> **Exercise instructions**: Copy every one of the records below verbatim, keeping each line unchanged.

───── Record excerpts ─────

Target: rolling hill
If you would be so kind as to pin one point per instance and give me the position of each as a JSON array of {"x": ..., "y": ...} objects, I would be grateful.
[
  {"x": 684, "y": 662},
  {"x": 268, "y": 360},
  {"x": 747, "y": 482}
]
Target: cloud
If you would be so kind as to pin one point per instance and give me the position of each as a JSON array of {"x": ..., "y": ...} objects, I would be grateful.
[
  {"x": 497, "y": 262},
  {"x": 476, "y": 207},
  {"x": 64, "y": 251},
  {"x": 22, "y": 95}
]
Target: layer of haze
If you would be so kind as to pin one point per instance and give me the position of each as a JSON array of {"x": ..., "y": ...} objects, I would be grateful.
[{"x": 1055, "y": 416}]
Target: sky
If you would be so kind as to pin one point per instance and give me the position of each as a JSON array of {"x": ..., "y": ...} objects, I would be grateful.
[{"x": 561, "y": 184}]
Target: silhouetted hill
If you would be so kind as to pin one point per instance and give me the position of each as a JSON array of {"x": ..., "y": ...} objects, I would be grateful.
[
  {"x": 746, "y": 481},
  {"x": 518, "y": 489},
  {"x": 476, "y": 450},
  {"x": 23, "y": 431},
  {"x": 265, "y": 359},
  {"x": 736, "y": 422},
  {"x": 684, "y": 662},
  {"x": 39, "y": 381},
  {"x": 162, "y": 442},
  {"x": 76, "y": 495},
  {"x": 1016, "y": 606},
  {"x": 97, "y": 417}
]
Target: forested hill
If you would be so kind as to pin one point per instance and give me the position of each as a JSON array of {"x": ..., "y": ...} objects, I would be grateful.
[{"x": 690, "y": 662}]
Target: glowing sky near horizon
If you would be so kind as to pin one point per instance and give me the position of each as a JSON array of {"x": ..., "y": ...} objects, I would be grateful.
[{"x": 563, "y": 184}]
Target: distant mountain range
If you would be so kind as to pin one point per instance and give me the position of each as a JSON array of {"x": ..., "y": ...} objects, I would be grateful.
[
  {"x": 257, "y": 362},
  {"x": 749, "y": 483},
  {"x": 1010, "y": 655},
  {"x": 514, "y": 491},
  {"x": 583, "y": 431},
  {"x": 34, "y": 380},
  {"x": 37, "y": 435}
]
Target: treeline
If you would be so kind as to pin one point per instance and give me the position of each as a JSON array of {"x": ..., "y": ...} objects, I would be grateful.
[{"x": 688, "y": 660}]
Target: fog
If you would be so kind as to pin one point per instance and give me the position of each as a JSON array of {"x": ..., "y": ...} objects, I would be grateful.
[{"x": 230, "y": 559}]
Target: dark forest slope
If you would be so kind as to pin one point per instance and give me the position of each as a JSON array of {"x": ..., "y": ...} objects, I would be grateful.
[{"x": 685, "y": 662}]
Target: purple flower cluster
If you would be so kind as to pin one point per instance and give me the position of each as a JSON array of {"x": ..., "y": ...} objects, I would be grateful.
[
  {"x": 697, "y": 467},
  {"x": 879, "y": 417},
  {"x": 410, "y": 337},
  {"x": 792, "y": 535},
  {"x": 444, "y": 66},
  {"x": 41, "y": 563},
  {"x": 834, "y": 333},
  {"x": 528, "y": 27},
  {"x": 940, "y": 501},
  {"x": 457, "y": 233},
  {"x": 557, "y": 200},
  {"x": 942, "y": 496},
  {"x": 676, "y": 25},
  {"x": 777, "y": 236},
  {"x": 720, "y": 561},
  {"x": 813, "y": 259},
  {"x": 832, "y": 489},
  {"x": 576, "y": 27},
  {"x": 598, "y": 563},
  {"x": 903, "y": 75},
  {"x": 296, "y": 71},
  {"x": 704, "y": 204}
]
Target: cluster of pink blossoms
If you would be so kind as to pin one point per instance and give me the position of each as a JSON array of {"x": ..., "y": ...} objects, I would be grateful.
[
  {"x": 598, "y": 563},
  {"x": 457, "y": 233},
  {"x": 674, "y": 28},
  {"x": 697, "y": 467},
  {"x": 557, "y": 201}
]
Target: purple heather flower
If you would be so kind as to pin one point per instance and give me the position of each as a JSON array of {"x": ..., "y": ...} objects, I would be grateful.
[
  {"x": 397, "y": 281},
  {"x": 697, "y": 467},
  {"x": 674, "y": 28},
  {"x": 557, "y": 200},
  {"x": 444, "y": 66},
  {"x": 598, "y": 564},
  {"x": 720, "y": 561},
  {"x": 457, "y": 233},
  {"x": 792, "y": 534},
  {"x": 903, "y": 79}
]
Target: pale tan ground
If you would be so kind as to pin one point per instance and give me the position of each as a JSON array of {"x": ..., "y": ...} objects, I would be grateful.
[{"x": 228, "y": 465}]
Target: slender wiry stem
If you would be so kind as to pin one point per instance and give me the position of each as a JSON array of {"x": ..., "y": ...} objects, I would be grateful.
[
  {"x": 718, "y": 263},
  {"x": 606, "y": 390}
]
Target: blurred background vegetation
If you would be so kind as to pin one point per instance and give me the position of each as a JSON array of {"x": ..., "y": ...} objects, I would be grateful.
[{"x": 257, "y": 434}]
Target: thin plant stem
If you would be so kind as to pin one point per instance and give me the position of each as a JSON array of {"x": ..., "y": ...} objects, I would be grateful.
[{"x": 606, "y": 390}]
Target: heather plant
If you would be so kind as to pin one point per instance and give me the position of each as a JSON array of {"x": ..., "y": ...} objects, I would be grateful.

─────

> **Solution below**:
Target: rolling hill
If you would be so kind as to pin one point per instance and give me the position of each as a JSON array of {"x": ..., "y": ...} objects, I would be grateful.
[
  {"x": 684, "y": 662},
  {"x": 268, "y": 360},
  {"x": 747, "y": 482}
]
Target: cloud
If you would be so kind as to pin one point per instance and give me the position of each as a JSON array of {"x": ..., "y": ...} objects, I would be grateful.
[
  {"x": 497, "y": 262},
  {"x": 476, "y": 207},
  {"x": 64, "y": 251},
  {"x": 22, "y": 95}
]
Target: layer of haze
If you would be so kind as to pin one point per instance and give me the position of each as a JSON array of {"x": ..., "y": ...} objects, I would be grateful.
[{"x": 1055, "y": 416}]
Target: sky
If you would be so kind as to pin one point per instance and give me the position of each as a JSON array of {"x": ..., "y": ...} objects, I would be grateful.
[{"x": 561, "y": 184}]
Target: silhouetted hill
If you would be so kind as to pin one point per instance and give me the position of each as a JSON array of {"x": ..., "y": ...} objects, I would be grateful.
[
  {"x": 746, "y": 481},
  {"x": 518, "y": 489},
  {"x": 476, "y": 450},
  {"x": 23, "y": 431},
  {"x": 265, "y": 359},
  {"x": 736, "y": 422},
  {"x": 684, "y": 662},
  {"x": 39, "y": 381},
  {"x": 162, "y": 442},
  {"x": 76, "y": 495},
  {"x": 1016, "y": 606},
  {"x": 97, "y": 417}
]
Target: forested hill
If you would be so kind as to pin one point per instance and give me the position of each as a JSON array of {"x": ..., "y": ...} objects, I would be grateful.
[{"x": 690, "y": 662}]
Target: glowing sky near horizon
If you would be so kind as to pin one point per instance and give me the position of each as a JSON array of {"x": ..., "y": ...} objects, I would be grateful.
[{"x": 563, "y": 184}]
Target: distant mountain range
If you would be so kind as to pin one point per instance and give me the position of each as a JSON array of {"x": ..., "y": ...} objects, I would be grateful.
[
  {"x": 257, "y": 362},
  {"x": 749, "y": 483},
  {"x": 1010, "y": 655},
  {"x": 514, "y": 491},
  {"x": 583, "y": 431},
  {"x": 34, "y": 380},
  {"x": 37, "y": 435}
]
Target: treeline
If you would be so kind as to pin one point per instance and give me the position of each as a JSON array of {"x": ..., "y": ...} objects, I would be grateful.
[{"x": 688, "y": 660}]
Target: fog
If you would be so kind as to pin one point per instance and give me the position of each as a JSON array of {"x": ..., "y": ...} objects, I would be grateful.
[{"x": 230, "y": 559}]
Target: dark forest slope
If you would be so kind as to pin one point per instance and give me the position of each as a JSON array of {"x": ..., "y": ...} objects, I would be grateful.
[{"x": 685, "y": 662}]
Target: purple flower cluster
If you would be so kind as to pin one point per instance and give me the position of each as a JSON array of {"x": ..., "y": ...} objects, I would be grateful.
[
  {"x": 697, "y": 467},
  {"x": 879, "y": 417},
  {"x": 410, "y": 337},
  {"x": 792, "y": 535},
  {"x": 444, "y": 66},
  {"x": 41, "y": 563},
  {"x": 834, "y": 333},
  {"x": 528, "y": 27},
  {"x": 940, "y": 501},
  {"x": 457, "y": 233},
  {"x": 557, "y": 200},
  {"x": 942, "y": 496},
  {"x": 676, "y": 25},
  {"x": 777, "y": 236},
  {"x": 720, "y": 561},
  {"x": 813, "y": 259},
  {"x": 832, "y": 489},
  {"x": 576, "y": 27},
  {"x": 598, "y": 563},
  {"x": 903, "y": 75},
  {"x": 296, "y": 71},
  {"x": 704, "y": 204}
]
Target: cluster of pink blossoms
If you would be so kind as to pin one point per instance and give me the position of each as a JSON array of {"x": ..., "y": ...} objects, I would be grateful.
[
  {"x": 598, "y": 563},
  {"x": 457, "y": 233},
  {"x": 674, "y": 28},
  {"x": 697, "y": 467},
  {"x": 557, "y": 201}
]
Target: purple heather flower
If you would be so kind as to pin one point per instance and give me the position of each as a JSON array of {"x": ..., "y": ...} objects, I would be grateful.
[
  {"x": 397, "y": 281},
  {"x": 697, "y": 467},
  {"x": 674, "y": 28},
  {"x": 557, "y": 200},
  {"x": 444, "y": 66},
  {"x": 598, "y": 564},
  {"x": 720, "y": 561},
  {"x": 457, "y": 233},
  {"x": 792, "y": 534},
  {"x": 903, "y": 79}
]
Target: pale tan ground
If you would be so kind as to pin one point per instance and give me the position of each as a JSON array of {"x": ..., "y": ...} objects, I would be grateful.
[{"x": 228, "y": 465}]
Target: slender wiry stem
If you would be so kind as to pin one point per instance and give me the position of each as a JSON array of {"x": ..., "y": ...} objects, I would be grateful.
[
  {"x": 718, "y": 263},
  {"x": 606, "y": 390}
]
Target: blurred background vegetation
If you would be so kind as to pin one point per instance and give me the position of each as a JSON array of {"x": ..., "y": ...} objects, I would be grateful.
[{"x": 257, "y": 434}]
Target: thin plant stem
If you would be so kind as to pin one point per instance and give me the position of each as a JSON array of {"x": ..., "y": ...} objects, I would be grateful.
[{"x": 606, "y": 390}]
Target: heather plant
If you would be so kind as to pin one point per instance and give me the position of each as a JSON array of {"x": ..., "y": ...} objects, I would be grateful.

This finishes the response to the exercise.